Gather every line of the data that contains the word "positive", with case counting.

LISTED ENTRIES:
▼
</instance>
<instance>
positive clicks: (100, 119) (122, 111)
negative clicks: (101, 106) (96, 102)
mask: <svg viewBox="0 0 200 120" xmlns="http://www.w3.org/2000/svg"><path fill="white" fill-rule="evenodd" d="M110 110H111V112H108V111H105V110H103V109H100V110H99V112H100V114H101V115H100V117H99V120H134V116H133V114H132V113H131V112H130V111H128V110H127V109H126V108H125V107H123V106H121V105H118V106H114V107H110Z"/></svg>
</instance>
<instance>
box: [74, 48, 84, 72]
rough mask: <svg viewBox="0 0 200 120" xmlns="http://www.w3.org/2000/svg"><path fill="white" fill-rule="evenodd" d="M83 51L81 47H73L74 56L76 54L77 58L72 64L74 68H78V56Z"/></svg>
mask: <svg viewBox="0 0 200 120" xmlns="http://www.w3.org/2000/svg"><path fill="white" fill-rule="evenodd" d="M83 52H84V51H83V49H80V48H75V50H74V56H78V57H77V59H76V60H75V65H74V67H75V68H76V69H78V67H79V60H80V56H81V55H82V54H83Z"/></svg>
▲
▼
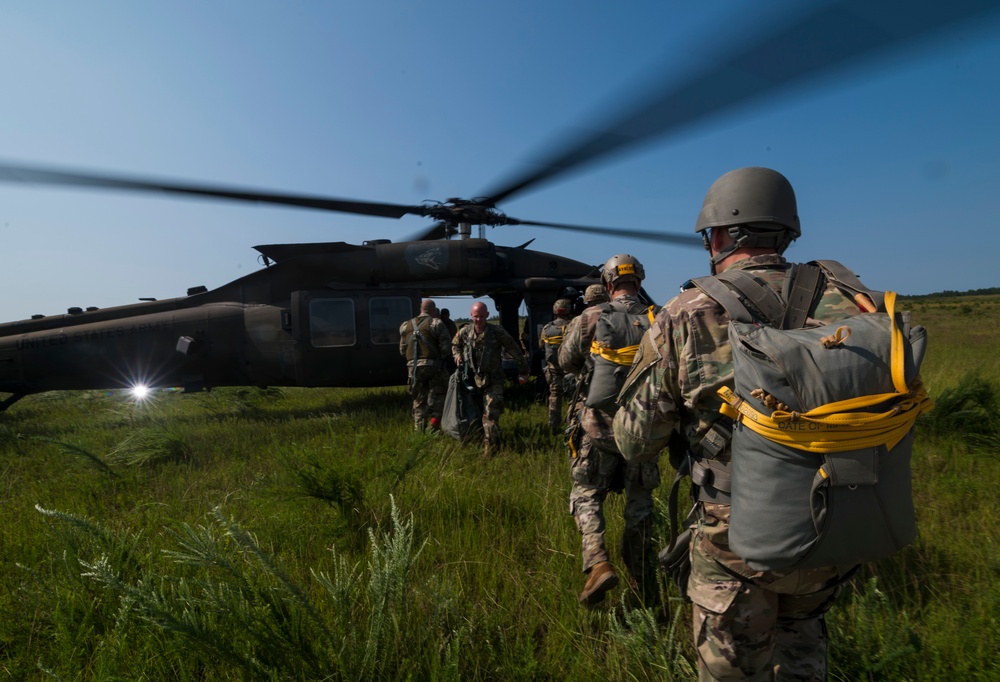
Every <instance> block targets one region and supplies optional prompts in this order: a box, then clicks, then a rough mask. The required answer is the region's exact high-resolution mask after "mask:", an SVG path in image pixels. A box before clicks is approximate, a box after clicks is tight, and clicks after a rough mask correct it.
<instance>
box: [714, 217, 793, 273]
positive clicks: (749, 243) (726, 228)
▲
▼
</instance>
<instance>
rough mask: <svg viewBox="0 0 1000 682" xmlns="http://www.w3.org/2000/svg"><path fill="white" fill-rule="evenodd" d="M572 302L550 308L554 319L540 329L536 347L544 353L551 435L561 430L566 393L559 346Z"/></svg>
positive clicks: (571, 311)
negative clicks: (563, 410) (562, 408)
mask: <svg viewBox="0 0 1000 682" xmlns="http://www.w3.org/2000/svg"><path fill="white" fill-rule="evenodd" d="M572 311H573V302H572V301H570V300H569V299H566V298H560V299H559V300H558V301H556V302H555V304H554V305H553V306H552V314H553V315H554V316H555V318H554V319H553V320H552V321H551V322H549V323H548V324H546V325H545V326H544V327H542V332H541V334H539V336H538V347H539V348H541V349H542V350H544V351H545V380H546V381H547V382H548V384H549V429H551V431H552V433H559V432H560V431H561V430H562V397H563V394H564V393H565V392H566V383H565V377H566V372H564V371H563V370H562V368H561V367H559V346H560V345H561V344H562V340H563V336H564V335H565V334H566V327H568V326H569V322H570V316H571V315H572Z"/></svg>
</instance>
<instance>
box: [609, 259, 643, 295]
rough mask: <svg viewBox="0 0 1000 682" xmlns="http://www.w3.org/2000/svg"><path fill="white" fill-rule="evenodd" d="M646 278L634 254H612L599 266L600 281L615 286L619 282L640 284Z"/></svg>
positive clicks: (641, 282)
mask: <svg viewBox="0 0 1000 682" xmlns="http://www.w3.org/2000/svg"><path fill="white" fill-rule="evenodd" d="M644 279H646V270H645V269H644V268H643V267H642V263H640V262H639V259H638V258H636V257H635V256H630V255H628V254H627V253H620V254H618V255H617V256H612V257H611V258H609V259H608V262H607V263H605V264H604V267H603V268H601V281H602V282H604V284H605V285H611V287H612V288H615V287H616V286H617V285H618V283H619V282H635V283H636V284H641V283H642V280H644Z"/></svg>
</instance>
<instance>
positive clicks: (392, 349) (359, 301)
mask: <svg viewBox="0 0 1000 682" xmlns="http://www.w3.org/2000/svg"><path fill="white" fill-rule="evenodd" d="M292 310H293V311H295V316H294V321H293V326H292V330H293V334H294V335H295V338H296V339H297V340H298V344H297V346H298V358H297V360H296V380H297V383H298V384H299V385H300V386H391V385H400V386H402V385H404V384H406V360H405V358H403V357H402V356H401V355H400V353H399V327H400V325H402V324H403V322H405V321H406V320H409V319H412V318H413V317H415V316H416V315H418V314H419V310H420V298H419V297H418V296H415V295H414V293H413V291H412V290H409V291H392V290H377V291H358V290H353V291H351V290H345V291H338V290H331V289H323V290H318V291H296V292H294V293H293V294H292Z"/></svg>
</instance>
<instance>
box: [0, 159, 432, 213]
▲
SOLUTION:
positive clicks: (100, 119) (122, 111)
positive clicks: (749, 243) (726, 228)
positive clicks: (571, 311)
positive clicks: (641, 282)
positive clicks: (392, 349) (359, 301)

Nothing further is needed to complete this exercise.